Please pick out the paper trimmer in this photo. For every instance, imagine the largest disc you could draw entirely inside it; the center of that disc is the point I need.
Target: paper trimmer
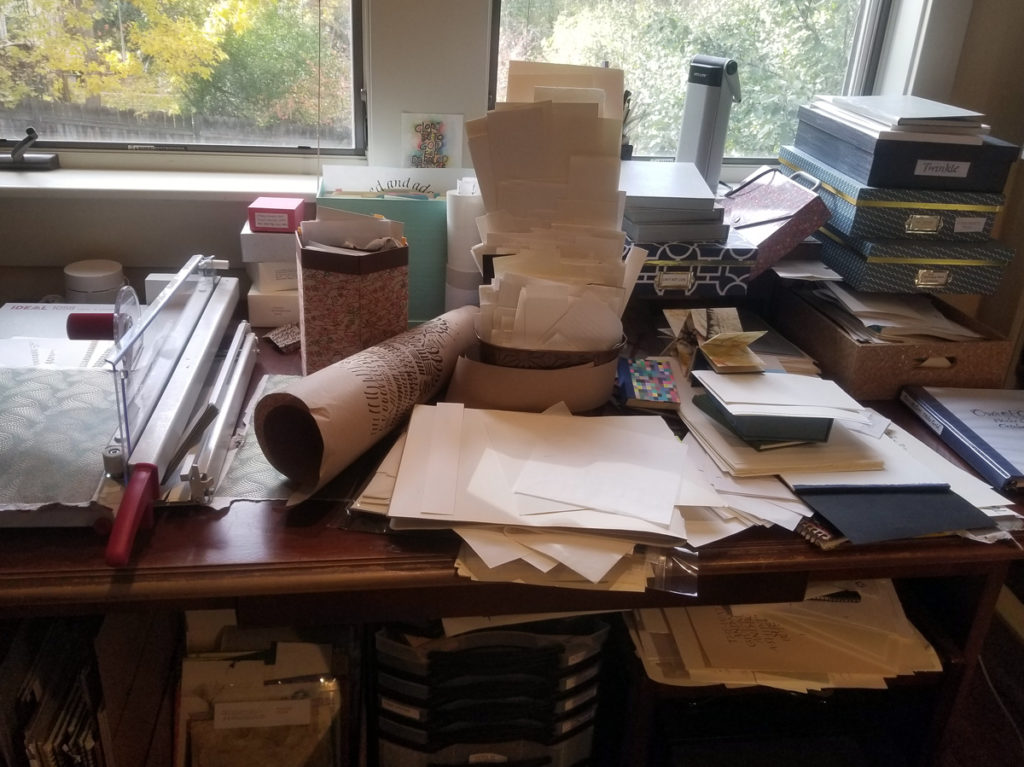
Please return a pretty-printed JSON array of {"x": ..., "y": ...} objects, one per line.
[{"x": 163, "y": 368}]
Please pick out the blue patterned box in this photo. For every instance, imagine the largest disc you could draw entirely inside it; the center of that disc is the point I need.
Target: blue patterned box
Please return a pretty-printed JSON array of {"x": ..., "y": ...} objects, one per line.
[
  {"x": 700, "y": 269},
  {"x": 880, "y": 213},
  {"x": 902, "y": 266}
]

==

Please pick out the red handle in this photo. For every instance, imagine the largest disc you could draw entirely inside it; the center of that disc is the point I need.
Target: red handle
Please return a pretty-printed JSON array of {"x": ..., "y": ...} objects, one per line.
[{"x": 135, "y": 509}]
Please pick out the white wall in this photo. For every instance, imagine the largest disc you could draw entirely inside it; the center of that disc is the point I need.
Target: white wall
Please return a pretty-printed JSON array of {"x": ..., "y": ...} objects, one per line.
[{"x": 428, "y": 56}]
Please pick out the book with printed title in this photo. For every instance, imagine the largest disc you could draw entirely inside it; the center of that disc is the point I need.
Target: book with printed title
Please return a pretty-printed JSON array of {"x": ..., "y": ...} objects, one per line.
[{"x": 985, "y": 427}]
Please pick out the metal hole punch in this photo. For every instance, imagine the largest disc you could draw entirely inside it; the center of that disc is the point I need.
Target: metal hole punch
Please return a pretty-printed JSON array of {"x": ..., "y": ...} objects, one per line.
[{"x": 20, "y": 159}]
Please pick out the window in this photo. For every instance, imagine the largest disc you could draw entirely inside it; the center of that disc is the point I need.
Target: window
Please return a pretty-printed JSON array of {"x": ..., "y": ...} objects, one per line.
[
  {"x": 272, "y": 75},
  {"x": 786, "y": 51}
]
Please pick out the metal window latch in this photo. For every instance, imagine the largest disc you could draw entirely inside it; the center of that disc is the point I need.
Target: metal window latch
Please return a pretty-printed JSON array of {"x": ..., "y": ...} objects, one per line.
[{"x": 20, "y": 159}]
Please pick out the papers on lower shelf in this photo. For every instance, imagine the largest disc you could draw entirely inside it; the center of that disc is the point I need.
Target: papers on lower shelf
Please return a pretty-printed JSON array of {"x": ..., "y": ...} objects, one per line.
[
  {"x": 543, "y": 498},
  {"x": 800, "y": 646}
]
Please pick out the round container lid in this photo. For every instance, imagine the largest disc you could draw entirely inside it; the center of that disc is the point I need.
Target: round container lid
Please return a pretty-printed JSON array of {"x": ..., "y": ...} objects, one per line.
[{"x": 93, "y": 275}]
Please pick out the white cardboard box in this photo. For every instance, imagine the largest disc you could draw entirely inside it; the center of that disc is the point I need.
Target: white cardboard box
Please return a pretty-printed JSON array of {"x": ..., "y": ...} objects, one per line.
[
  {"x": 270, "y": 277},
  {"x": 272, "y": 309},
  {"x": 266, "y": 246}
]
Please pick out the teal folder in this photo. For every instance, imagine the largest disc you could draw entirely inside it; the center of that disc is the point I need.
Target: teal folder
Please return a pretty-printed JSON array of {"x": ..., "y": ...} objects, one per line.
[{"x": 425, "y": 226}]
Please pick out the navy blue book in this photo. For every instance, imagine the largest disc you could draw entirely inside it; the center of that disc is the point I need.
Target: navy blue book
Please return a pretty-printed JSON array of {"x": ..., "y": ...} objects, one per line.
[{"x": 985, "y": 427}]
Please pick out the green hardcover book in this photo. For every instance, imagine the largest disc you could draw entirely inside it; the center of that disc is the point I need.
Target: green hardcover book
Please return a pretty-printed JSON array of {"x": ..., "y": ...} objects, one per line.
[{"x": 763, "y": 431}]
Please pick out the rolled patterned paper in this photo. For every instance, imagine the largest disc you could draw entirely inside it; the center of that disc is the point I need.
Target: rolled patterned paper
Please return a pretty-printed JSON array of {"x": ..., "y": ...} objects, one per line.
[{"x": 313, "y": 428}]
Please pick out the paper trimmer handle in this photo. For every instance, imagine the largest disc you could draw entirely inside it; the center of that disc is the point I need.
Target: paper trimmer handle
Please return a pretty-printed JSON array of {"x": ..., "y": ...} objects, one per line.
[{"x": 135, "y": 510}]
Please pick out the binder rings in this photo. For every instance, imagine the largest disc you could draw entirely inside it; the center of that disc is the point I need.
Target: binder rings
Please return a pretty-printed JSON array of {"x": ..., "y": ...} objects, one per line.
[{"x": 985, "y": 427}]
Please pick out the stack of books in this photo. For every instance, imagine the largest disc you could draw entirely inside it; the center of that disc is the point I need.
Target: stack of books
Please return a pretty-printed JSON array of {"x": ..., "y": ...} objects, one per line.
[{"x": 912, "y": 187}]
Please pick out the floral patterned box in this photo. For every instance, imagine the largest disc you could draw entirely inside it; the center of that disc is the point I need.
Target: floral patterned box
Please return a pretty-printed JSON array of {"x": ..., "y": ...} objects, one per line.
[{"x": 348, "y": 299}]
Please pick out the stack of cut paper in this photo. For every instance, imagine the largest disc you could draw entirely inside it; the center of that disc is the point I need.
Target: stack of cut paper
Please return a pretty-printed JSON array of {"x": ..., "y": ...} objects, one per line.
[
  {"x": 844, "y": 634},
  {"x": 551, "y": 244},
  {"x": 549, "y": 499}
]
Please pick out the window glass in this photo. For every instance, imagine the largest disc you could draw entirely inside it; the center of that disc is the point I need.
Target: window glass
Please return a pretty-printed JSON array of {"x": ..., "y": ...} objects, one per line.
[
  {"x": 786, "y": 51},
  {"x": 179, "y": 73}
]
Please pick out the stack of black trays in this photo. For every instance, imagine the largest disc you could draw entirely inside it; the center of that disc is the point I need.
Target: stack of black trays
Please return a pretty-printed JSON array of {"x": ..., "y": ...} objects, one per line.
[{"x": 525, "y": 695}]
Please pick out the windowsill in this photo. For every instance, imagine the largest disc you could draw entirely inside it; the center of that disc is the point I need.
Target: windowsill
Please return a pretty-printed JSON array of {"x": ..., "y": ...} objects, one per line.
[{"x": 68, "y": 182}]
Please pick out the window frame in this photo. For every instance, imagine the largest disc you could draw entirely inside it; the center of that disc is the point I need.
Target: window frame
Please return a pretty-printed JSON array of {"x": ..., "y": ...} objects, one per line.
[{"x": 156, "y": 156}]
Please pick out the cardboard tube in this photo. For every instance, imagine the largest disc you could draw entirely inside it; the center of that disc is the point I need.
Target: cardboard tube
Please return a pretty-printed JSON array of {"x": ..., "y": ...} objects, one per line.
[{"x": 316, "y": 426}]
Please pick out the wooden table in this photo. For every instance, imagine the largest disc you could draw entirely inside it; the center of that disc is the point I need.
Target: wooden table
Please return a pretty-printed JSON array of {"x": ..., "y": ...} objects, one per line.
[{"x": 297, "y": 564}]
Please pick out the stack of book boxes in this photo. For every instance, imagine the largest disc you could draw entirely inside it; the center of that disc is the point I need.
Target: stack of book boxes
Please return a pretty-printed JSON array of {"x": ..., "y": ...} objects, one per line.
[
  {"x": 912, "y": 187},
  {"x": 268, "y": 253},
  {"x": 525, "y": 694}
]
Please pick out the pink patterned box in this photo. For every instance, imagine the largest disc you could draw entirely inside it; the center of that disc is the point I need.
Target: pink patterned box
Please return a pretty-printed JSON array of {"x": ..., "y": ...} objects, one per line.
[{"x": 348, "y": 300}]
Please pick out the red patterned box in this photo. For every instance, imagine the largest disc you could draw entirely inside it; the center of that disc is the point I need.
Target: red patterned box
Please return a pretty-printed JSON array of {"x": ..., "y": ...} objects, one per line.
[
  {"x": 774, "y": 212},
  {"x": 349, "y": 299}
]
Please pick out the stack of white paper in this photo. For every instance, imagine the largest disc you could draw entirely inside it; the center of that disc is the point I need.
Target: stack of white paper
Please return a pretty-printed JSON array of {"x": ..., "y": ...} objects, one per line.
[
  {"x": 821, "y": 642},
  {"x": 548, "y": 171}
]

--

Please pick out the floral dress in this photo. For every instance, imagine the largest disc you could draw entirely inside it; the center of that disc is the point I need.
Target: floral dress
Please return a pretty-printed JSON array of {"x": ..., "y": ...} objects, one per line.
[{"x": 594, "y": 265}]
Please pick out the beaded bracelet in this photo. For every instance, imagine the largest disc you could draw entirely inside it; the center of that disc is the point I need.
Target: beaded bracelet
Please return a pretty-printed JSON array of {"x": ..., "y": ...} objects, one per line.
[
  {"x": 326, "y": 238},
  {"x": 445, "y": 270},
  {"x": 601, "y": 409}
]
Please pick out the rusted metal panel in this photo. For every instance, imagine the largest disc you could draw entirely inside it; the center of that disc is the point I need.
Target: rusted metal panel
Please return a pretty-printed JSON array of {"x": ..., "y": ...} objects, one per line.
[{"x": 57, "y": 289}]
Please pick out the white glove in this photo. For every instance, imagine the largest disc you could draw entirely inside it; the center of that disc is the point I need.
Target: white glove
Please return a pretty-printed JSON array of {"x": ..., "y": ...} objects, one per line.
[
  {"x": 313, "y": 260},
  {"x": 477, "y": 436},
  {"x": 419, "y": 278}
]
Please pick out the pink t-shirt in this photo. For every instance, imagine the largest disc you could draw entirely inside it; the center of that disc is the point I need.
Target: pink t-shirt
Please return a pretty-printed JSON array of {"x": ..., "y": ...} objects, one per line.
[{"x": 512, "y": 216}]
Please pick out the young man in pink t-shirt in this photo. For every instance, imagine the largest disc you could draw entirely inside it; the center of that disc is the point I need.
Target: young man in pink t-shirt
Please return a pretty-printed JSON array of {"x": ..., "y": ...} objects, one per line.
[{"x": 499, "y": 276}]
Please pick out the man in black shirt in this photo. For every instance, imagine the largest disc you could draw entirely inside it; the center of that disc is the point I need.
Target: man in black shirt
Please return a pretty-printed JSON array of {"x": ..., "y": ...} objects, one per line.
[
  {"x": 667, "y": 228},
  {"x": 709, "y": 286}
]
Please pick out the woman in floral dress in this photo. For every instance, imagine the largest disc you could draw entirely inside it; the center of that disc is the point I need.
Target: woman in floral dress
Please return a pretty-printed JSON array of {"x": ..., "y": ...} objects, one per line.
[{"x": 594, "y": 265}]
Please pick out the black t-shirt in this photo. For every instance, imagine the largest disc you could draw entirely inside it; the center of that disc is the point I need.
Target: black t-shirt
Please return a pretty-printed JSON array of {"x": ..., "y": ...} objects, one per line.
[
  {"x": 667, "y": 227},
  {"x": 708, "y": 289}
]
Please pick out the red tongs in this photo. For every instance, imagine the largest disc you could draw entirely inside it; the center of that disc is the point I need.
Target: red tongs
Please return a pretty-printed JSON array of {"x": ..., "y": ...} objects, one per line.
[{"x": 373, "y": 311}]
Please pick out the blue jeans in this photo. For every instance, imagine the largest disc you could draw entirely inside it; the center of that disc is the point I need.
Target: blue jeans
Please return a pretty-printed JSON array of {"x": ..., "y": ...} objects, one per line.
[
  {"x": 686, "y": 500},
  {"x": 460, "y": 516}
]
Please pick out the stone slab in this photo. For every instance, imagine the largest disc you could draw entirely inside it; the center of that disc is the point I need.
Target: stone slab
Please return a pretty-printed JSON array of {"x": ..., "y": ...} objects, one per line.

DIRECTIONS FOR THIS TASK → Collect every line in the listing above that contains the string "binder", and copy each one in full. Count only matches with the same case.

TASK RESULT →
Please pick out the binder rings in this photo. For every instance, imagine the largest disc you could draw entirely inside it; the center of that disc is the point I need.
Target: binder rings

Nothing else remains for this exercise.